# Bleiersatz - einfach genial oder genial einfach?



## Franky (9. Oktober 2008)

Servus... Ich bin in den USA darauf aufmerksam gemacht worden, dass viele Staaten, insb. "Neu-England-Staaten" ein Bleiverbot ausgesprochen haben. Tungsten, Stahl/Eisen und Messing sind hauptsächliche Ersatzmaterialien.
Da hier einige ja auch Steine mit Kleber und Löchern versehen, habe ich mal ein wenig gesucht und bin auf diese Link gestoßen: |bigeyes
http://members.aol.com/Ciekurs3/Sandsinkers.html
Ich finde, eine saugeile und einfache Idee - durchaus nachahmenswert! Mit solchen Beutelchen lassen sich auch Steine ganz hervorragend befestigen und man hat im Zweifelsfall eine Sollbruchstelle, die finanziell auch nicht weh tut!


----------



## Nimos (9. Oktober 2008)

*AW: Bleiersatz - einfach genial oder genial einfach?*

super Idee werd ich mal testen.. #6


----------



## heinzrch (9. Oktober 2008)

··········

▶ Aufgabe 1:
Schreibe aus den Einträgen den Abschnitt von der Zeile mit „Exercise. Point out the navy blue“ bis zum Ende der Einträge unverändert ab, beide Enden eingeschlossen.

▶ Einträge im Datensatz:
··········

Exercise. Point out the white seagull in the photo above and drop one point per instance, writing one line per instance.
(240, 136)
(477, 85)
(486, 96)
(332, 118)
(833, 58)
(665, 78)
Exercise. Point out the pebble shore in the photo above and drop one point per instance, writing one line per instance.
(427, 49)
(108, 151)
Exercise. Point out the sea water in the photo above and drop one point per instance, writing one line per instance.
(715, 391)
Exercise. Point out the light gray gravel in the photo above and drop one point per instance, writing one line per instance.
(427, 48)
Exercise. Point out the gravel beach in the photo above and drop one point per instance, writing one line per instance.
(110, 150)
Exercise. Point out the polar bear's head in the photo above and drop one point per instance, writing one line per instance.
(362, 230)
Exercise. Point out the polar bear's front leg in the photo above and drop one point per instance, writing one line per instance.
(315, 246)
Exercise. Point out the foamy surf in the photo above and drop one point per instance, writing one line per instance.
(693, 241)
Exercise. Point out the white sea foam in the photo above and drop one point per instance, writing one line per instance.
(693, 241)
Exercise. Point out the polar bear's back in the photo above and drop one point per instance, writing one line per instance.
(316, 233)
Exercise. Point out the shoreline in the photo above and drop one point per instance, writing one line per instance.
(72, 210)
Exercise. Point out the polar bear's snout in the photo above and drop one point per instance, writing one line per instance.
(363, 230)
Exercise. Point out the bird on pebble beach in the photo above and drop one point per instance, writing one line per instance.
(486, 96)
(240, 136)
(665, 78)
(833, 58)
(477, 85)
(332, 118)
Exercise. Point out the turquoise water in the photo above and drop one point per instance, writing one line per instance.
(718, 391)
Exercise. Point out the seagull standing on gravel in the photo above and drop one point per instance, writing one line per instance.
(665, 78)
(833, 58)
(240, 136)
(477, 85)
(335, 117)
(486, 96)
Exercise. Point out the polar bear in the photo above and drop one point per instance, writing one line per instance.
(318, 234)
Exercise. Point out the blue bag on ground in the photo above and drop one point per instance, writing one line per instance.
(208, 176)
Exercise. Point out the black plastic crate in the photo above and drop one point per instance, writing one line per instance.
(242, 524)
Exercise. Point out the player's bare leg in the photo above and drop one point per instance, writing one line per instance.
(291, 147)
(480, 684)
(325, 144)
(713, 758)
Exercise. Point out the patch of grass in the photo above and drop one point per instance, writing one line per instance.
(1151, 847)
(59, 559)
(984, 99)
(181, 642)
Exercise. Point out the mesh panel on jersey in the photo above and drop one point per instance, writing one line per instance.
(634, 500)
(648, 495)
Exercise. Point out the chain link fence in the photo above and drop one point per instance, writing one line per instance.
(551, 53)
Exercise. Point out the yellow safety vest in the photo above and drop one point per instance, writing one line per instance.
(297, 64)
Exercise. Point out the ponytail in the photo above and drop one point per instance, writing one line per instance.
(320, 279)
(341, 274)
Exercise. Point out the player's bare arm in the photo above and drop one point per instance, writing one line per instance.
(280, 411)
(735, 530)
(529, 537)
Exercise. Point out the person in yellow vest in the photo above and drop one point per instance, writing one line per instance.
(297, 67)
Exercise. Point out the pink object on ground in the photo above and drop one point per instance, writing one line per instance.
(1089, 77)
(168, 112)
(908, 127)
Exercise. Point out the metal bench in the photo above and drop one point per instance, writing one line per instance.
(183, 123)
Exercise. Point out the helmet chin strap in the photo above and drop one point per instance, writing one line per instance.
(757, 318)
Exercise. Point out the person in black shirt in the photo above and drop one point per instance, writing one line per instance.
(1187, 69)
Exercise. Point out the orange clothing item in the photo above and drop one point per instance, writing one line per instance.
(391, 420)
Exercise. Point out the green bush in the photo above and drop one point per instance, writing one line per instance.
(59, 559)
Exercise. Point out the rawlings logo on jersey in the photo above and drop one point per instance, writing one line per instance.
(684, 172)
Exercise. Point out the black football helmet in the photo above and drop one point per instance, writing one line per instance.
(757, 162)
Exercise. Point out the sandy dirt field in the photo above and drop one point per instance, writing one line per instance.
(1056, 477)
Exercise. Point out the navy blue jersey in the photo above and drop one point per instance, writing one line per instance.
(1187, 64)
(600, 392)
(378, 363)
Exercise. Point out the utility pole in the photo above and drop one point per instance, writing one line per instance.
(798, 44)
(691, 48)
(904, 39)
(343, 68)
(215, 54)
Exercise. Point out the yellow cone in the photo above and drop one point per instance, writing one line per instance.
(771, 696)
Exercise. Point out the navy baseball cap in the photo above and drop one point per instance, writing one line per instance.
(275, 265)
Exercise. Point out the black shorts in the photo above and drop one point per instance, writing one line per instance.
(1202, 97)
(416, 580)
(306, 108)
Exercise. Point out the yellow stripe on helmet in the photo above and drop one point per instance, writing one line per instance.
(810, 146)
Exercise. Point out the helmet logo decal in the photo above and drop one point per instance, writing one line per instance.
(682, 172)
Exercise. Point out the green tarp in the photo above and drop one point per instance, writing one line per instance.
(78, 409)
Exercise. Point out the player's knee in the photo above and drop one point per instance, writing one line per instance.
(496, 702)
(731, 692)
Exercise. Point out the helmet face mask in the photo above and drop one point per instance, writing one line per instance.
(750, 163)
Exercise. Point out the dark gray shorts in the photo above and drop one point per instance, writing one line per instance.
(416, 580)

··········

▶ Aufgabe 2:
Gib für jede der folgenden Aussagen an, ob sie mit dem vorliegenden Text übereinstimmt, und belege deine Antwort mit den entscheidenden Worten des vorliegenden Textes als wörtliches Zitat. (a) Laut Franky haben viele Staaten ein Bleiverbot ausgesprochen. (b) Kupfer wird als eines der hauptsächlichen Ersatzmaterialien genannt. (c) Nimos kündigt an, die Idee zu testen.

▶ Richtige Antwort 1:
Exercise. Point out the navy blue jersey in the photo above and drop one point per instance, writing one line per instance.
(1187, 64)
(600, 392)
(378, 363)
Exercise. Point out the utility pole in the photo above and drop one point per instance, writing one line per instance.
(798, 44)
(691, 48)
(904, 39)
(343, 68)
(215, 54)
Exercise. Point out the yellow cone in the photo above and drop one point per instance, writing one line per instance.
(771, 696)
Exercise. Point out the navy baseball cap in the photo above and drop one point per instance, writing one line per instance.
(275, 265)
Exercise. Point out the black shorts in the photo above and drop one point per instance, writing one line per instance.
(1202, 97)
(416, 580)
(306, 108)
Exercise. Point out the yellow stripe on helmet in the photo above and drop one point per instance, writing one line per instance.
(810, 146)
Exercise. Point out the helmet logo decal in the photo above and drop one point per instance, writing one line per instance.
(682, 172)
Exercise. Point out the green tarp in the photo above and drop one point per instance, writing one line per instance.
(78, 409)
Exercise. Point out the player's knee in the photo above and drop one point per instance, writing one line per instance.
(496, 702)
(731, 692)
Exercise. Point out the helmet face mask in the photo above and drop one point per instance, writing one line per instance.
(750, 163)
Exercise. Point out the dark gray shorts in the photo above and drop one point per instance, writing one line per instance.
(416, 580)

▶ Richtige Antwort 2:
(a) Ja: „dass viele Staaten, insb. "Neu-England-Staaten" ein Bleiverbot ausgesprochen haben“
(b) Nein: „Tungsten, Stahl/Eisen und Messing sind hauptsächliche Ersatzmaterialien.“
(c) Ja: „super Idee werd ich mal testen“